(DESCRIPTION OF THE TASK)
Check every line below for the string "fedora". Copy the ones that have it.

═════ SUPPLIED ENTRIES

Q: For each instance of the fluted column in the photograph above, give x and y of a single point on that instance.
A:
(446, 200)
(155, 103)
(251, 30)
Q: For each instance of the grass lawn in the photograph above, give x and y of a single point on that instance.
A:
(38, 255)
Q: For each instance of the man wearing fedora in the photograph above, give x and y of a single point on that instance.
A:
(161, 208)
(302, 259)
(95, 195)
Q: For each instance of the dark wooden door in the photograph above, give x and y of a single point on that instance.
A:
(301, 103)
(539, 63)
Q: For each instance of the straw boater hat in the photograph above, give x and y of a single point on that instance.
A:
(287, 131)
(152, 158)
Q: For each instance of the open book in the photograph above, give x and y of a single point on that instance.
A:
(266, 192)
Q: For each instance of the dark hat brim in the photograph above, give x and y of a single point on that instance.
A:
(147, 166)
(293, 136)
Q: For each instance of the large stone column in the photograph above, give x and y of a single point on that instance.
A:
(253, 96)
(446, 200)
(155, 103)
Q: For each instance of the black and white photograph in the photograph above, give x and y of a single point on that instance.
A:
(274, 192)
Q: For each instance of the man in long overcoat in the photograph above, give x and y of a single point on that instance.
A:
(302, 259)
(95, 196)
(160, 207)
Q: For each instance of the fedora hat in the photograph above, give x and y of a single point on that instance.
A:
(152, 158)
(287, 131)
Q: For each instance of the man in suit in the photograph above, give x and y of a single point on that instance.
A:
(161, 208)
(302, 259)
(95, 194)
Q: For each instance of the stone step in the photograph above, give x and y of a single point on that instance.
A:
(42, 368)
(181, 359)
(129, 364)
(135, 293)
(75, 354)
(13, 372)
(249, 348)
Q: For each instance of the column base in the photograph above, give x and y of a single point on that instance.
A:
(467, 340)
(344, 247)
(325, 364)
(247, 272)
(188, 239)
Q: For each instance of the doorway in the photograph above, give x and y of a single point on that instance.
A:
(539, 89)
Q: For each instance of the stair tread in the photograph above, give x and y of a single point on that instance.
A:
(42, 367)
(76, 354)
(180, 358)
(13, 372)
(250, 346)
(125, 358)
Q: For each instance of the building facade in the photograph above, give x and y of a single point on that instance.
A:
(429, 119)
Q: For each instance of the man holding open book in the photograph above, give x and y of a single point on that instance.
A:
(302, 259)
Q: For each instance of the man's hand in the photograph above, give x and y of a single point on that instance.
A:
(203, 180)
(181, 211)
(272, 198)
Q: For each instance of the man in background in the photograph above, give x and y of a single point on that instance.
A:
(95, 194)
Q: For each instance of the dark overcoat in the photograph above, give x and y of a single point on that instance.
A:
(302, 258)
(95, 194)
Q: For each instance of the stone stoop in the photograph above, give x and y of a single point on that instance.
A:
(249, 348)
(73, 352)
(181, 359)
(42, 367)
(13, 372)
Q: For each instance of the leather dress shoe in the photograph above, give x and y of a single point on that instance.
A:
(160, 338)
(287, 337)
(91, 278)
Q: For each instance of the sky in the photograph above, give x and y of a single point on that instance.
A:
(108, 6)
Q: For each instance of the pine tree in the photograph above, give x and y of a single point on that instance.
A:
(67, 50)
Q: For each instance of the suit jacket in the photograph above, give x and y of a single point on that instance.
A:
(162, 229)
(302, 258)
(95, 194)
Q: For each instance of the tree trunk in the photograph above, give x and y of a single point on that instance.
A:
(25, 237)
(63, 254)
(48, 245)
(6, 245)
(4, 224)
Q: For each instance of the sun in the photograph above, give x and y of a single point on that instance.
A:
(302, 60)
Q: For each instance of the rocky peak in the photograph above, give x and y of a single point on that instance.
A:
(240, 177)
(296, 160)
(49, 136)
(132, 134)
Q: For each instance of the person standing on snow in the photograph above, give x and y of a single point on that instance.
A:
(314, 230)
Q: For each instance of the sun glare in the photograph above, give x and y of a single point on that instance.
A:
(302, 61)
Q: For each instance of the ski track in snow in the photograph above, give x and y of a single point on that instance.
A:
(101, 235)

══════════

(RESULT BELOW)
Q: For each instance of the man wearing fedora in the photograph above, give x and y of a single point on that instance.
Q: For each instance of the fedora hat in the photograph above, give x and y of a single point on that instance.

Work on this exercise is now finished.